→ **The request**
Present the data below as a numbered list, one entry per line, with any blank lines dropped.

→ **Given data**
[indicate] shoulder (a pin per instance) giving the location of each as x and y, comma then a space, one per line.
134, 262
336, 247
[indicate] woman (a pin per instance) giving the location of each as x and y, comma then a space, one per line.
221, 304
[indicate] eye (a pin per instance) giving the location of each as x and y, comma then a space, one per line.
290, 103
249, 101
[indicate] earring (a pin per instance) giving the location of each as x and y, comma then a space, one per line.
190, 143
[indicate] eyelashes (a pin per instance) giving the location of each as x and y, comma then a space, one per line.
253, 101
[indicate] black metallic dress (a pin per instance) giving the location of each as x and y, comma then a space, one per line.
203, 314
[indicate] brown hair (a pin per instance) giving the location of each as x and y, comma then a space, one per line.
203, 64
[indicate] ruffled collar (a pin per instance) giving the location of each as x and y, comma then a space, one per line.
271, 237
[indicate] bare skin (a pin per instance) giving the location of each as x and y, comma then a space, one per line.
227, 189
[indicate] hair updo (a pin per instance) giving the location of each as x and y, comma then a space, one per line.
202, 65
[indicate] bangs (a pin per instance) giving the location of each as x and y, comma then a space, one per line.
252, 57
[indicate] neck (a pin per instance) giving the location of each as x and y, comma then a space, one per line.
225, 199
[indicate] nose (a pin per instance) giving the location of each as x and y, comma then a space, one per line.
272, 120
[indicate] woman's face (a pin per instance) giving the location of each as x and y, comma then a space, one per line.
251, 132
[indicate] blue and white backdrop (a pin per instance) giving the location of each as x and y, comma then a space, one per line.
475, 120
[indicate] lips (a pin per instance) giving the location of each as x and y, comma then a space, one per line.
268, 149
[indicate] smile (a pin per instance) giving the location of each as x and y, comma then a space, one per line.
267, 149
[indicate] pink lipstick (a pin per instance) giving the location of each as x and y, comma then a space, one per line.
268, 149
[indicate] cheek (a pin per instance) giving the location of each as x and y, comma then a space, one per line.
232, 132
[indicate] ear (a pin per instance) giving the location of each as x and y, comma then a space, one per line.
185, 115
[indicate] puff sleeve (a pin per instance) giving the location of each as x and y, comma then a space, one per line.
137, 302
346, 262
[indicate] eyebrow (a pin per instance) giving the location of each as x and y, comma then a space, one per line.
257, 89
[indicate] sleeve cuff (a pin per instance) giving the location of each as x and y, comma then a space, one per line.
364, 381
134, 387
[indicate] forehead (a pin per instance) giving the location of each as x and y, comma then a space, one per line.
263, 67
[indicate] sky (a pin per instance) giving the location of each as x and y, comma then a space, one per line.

→ **The solution**
1. [indicate] shoulder (a pin per instance) giving the location of each as x and y, comma then a space, one per line.
2. 134, 262
3. 336, 247
4. [indicate] woman (a pin per instance) giving the location of each as x and y, comma then a space, one per line.
5. 221, 304
6. [indicate] eye (a pin per instance) giving the location of each as x and y, comma then a space, one per line.
7. 290, 103
8. 249, 101
9. [indicate] earring (a pin per instance) giving the location of each as x and y, comma then a space, one per line.
10. 190, 143
11. [indicate] eyelashes (a pin per instance) giving the location of each as x and y, comma then a space, one per line.
12. 253, 101
13. [indicate] black metallic dress (a pin per instance) giving the location of each as x and y, comma then a space, one per line.
14. 203, 314
15. [indicate] brown hair (a pin per instance) giving the location of each as x and y, comma then a space, one per line.
16. 203, 64
17. [indicate] ruffled collar (a pin per instance) giving the location of each as x and y, comma then a space, one per line.
18. 271, 237
19. [indicate] bare skin (a pin per instance) giving the location of each as x and y, comma then a space, one per line.
20. 227, 189
21. [indicate] hair updo (a pin per instance) giving the location of each as x and y, comma then a space, one per line.
22. 202, 65
23. [indicate] bangs (a pin per instance) giving the location of each as x and y, comma then a space, one per line.
24. 252, 57
25. [indicate] neck (a pin per instance) giving the location of each as x and y, comma then a space, one per line.
26. 225, 199
27. [indicate] nose (a pin per instance) giving the location of each as x and y, comma then a space, one per line.
28. 272, 120
29. [indicate] woman's face (a pin per instance) giving the location of each as x and y, comma then a space, one per line.
30. 251, 132
31. [indicate] blue and white backdrop (a pin per instance) giving the location of each as x and y, comma then a space, one per line.
32. 475, 120
33. [indicate] lips (a pin per instance) giving the location of each as x and y, comma then a space, one per line.
34. 268, 149
35. [indicate] smile (a pin per instance) giving the location of each as x and y, comma then a space, one per line.
36. 267, 149
37. [indicate] pink lipstick (a pin per instance) giving the location of each as x and y, comma then a space, one per line.
38. 268, 149
39. [indicate] cheek (a pin per instance) giving the location of each as x and y, comma then a space, one per line.
40. 232, 132
41. [indicate] ear (a pin per instance) giving the location of each as x and y, comma then a space, one per line.
42. 185, 115
43. [indicate] puff sleeve (a pin per instance) giving the location of each as x and y, comma then a space, one per line.
44. 137, 302
45. 346, 262
46. [indicate] eyebrow (a pin per instance) giving the location of each as x and y, comma then a space, one per line.
47. 257, 89
48. [indicate] sleeve cuff (a pin per instance) giving the location of each as x and y, comma then a space, one per line.
49. 364, 381
50. 134, 387
51. [indicate] forehead (a pin per instance) giving the location of each as x and y, comma then a space, one per line.
52. 263, 67
53. [indicate] sky (a pin per instance) giving the location of each as x and y, comma then a space, one per line.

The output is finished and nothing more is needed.